Requirement
Print the whole listing exactly.

Information given
#####

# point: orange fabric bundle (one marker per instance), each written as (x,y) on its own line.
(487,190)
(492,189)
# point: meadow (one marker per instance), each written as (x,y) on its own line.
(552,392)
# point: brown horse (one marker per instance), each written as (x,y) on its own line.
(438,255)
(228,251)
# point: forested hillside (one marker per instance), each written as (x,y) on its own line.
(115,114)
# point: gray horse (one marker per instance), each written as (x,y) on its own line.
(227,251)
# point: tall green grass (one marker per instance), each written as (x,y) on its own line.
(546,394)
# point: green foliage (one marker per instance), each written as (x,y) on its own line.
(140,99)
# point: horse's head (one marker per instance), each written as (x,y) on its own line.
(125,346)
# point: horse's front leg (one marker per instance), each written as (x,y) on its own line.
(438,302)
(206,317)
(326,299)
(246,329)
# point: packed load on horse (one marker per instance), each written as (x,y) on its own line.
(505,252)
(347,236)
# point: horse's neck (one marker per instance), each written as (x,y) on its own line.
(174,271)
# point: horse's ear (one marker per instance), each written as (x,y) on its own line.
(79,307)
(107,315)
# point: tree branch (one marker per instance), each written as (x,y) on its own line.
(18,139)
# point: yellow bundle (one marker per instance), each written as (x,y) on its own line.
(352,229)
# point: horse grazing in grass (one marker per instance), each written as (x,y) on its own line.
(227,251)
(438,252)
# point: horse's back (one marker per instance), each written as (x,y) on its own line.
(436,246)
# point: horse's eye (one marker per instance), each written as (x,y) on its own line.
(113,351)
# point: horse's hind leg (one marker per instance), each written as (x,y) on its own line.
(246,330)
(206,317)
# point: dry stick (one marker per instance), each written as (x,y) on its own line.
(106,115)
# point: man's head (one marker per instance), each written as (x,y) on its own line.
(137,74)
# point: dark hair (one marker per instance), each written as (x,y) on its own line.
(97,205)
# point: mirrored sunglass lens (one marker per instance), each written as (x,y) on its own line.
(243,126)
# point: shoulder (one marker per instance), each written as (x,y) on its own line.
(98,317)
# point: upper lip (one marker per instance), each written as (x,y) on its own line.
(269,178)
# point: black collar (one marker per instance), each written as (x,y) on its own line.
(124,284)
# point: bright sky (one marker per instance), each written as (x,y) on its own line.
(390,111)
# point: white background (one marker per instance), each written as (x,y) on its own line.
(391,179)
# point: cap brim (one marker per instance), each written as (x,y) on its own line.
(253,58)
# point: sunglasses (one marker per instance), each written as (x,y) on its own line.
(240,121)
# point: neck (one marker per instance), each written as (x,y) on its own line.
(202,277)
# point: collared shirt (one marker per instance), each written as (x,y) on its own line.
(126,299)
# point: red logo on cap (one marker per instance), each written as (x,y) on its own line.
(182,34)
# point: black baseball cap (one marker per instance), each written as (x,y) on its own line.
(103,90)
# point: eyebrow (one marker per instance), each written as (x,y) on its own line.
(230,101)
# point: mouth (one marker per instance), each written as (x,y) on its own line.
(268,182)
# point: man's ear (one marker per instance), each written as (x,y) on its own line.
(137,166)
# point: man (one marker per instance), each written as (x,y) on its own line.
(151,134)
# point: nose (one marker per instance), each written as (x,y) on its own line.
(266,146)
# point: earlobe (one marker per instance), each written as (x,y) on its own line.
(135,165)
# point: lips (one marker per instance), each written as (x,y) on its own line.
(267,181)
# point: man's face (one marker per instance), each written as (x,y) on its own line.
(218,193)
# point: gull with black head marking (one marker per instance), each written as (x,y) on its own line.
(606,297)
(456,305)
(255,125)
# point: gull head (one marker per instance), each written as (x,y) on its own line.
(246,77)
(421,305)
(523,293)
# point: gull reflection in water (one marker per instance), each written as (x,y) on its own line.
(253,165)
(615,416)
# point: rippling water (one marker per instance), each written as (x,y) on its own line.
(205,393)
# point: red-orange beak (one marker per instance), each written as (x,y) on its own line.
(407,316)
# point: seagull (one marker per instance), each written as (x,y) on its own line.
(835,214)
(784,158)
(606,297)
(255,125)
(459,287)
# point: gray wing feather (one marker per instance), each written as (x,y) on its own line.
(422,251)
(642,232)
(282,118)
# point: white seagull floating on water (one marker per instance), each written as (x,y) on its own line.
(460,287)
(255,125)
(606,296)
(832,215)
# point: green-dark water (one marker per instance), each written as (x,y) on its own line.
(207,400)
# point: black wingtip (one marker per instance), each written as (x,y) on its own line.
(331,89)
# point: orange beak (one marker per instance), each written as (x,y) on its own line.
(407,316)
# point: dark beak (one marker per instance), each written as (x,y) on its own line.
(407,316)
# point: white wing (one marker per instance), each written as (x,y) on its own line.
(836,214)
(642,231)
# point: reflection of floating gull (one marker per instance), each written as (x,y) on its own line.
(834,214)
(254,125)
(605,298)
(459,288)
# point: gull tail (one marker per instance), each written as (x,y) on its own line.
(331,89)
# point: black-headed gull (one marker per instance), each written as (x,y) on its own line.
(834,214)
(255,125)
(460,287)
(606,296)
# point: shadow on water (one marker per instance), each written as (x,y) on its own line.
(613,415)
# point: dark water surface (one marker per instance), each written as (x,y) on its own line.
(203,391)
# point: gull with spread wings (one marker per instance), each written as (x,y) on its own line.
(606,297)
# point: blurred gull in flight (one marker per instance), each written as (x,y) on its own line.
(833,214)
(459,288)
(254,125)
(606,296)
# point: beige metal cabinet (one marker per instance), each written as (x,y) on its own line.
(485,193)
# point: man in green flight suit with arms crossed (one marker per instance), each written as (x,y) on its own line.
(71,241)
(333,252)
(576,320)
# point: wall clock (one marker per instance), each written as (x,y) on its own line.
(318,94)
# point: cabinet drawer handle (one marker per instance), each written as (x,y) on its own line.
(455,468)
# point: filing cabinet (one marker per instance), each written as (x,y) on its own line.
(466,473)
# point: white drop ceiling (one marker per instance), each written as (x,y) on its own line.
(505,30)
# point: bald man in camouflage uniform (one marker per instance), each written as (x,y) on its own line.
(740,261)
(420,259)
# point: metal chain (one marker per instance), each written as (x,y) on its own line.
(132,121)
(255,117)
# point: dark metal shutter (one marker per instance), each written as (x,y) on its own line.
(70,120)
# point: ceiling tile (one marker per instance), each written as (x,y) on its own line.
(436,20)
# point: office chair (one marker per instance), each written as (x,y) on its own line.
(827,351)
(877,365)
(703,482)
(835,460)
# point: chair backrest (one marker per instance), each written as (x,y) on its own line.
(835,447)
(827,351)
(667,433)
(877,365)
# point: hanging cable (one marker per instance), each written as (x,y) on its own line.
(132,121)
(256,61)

#####

Reply to the task
# point: orange fabric bundle (one marker per instance), each written as (x,y) on its own line.
(487,190)
(492,189)
# point: meadow (one marker per instance), each written as (x,y) on its own line.
(552,392)
# point: brown horse (one marker per instance), each written as (x,y) on its own line.
(438,255)
(228,251)
# point: forested hillside (one marker per instance), each written as (x,y) on its own line.
(115,114)
# point: gray horse (one marker per instance), each written as (x,y) on its own line.
(227,251)
# point: tall green grass (one marker per instance), each written as (x,y) on its own line.
(546,394)
# point: green foliage (one marker per instance), each written as (x,y) on its own line.
(140,99)
# point: horse's head (one marker per instance), each written as (x,y) on its own line.
(125,346)
# point: horse's front leg (one marker per instance), each written as (x,y) on its own line.
(438,302)
(206,317)
(326,299)
(246,329)
# point: packed load on horse (one marker per instance), each written as (x,y) on its own line.
(505,252)
(347,236)
# point: horse's neck (one marker per instance), each written as (x,y) on its own line.
(174,271)
# point: horse's ear (one marker per instance), each written as (x,y) on its own line.
(79,307)
(107,315)
# point: tree branch (one marker per instance), each written as (x,y) on its own line.
(18,139)
# point: yellow bundle (one marker per instance), each written as (x,y) on its own line.
(352,229)
# point: horse grazing in grass (one marker per instance), each written as (x,y) on its own line.
(227,251)
(438,252)
# point: horse's back (one marker per instance), each written as (x,y) on its own line.
(436,246)
# point: horse's eye (one marker per instance), each written as (x,y) on its own line.
(113,351)
# point: horse's hind leg (one marker per instance), each written as (x,y) on its own line.
(246,330)
(206,317)
# point: dry stick (one marker per instance), each written as (x,y) on its own line.
(106,115)
# point: man's head (one marker per instance), each written as (x,y) on its own line.
(137,74)
# point: dark hair (one marker per instance), each written as (x,y) on its own line.
(97,205)
# point: mirrored sunglass lens (one marker per instance), each written as (x,y) on its own line.
(243,126)
# point: shoulder (one marker per instance), each written as (x,y) on its own line.
(98,317)
# point: upper lip (one marker per instance), each written as (x,y) on its own line.
(269,178)
# point: black collar (one marker per instance), each written as (x,y) on its own line.
(124,284)
# point: bright sky (one marker per instance), each written as (x,y) on its own line.
(390,111)
# point: white background (one marker per instance), each written as (x,y) on its own line.
(391,179)
# point: cap brim (one marker per instance), each written as (x,y) on its own line.
(253,58)
# point: sunglasses (one marker per instance), each written as (x,y) on its own line.
(240,121)
# point: neck (one marker per instance), each written as (x,y) on its own line.
(202,277)
# point: collared shirt (one marker per instance), each written as (x,y) on its own line.
(126,299)
# point: red logo on cap (one marker per instance), each written as (x,y) on its own line.
(182,34)
# point: black baseball cap (one marker per instance), each written as (x,y) on its own line.
(103,90)
# point: eyebrow (one marker per instance), each written as (x,y) on its own line.
(230,101)
# point: mouth (one marker per instance), each written as (x,y) on its own line.
(268,182)
# point: man's ear (one marker per instance), each written as (x,y) on its own line.
(137,166)
# point: man (one marker per instance), each written as (x,y) on its own line.
(151,134)
# point: nose (one marker per instance), each written as (x,y) on its own line.
(266,146)
# point: earlobe (one marker per instance), each written as (x,y) on its own line.
(135,165)
# point: lips (one marker per instance), each written as (x,y) on its own line.
(267,181)
# point: man's face (one marker per instance), each written as (x,y) on its own line.
(218,193)
# point: gull with black head marking (one marker per instance), each written as (x,y) on its own line.
(606,297)
(456,305)
(255,125)
# point: gull head (one marker per instance), each written as (x,y) on its own line.
(246,77)
(421,305)
(523,293)
# point: gull reflection in water (one marker per instance), each written as (x,y) on its own line.
(253,165)
(615,416)
# point: rippling water (one marker per instance), each written as (x,y) on its own line.
(205,393)
# point: red-orange beak (one marker per instance), each written as (x,y) on its own line.
(407,316)
# point: seagull (one marker per instance), each written as (x,y) on its own line.
(835,214)
(784,158)
(606,297)
(255,125)
(459,287)
# point: gray wing feather (one marker per instance), each written as (x,y) on its own line.
(422,251)
(642,232)
(282,118)
# point: white seagull floating on water (one marker per instance), each written as (x,y) on its own line.
(460,287)
(255,125)
(606,296)
(832,215)
# point: green-dark water (one marker per instance), each written as (x,y) on its own line.
(207,400)
# point: black wingtip (one marker per instance), each written as (x,y) on its own line.
(331,89)
# point: orange beak (one marker per instance), each written as (x,y) on its own line.
(407,316)
# point: dark beak (one marker per instance), each written as (x,y) on its own line.
(407,316)
# point: white wing (one marker per instance), each written as (x,y) on its own line.
(836,214)
(642,231)
# point: reflection of floating gull (one marker per instance), each written as (x,y) on its own line.
(834,214)
(254,125)
(605,298)
(459,288)
# point: gull tail (one marker per instance), each written as (x,y) on its own line.
(331,89)
# point: black-headed gull (one marker per instance), each written as (x,y) on its own line.
(834,214)
(255,125)
(460,287)
(606,296)
# point: shadow on water (one marker per instance), each written as (x,y) on its own line.
(613,415)
# point: dark water surface (one marker per instance), each written as (x,y) on its own line.
(203,391)
# point: gull with spread wings (one marker per instance), each written as (x,y) on its own line.
(606,297)
# point: blurred gull in flight (one marker per instance), each written as (x,y) on its own line.
(833,214)
(459,288)
(254,125)
(606,296)
# point: beige metal cabinet (one marker per instance), each written as (x,y) on its own line.
(485,193)
# point: man in green flight suit with arms crossed (one marker per instance), each written as (x,y) on its own line.
(71,241)
(333,252)
(576,320)
# point: wall clock (one marker per instance), each written as (x,y) on its own line.
(318,94)
# point: cabinet drawer handle (one marker per instance), each written as (x,y) on its own line.
(455,468)
# point: filing cabinet (one marker per instance), each written as (x,y) on its own line.
(466,473)
# point: white drop ceiling (one marker per instance), each written as (x,y) on its own line.
(505,30)
# point: bald man in camouflage uniform (one marker per instance), each written as (x,y) on its own line.
(740,261)
(420,259)
# point: metal chain (one marker per instance), each written as (x,y) on its own line.
(132,121)
(255,117)
# point: dark metal shutter (one marker per instance), each written as (x,y) on its own line.
(70,120)
# point: ceiling tile (one marker per instance), each written as (x,y) on its own line.
(436,20)
# point: office chair (one marker per instance), each written as (x,y) on its own line.
(827,351)
(877,365)
(703,482)
(835,460)
# point: chair backrest (one marker per instance), each written as (x,y) on its own line.
(835,447)
(827,351)
(667,433)
(877,365)
# point: hanging cable (one marker per instance), each written as (x,y) on its own line.
(132,121)
(256,61)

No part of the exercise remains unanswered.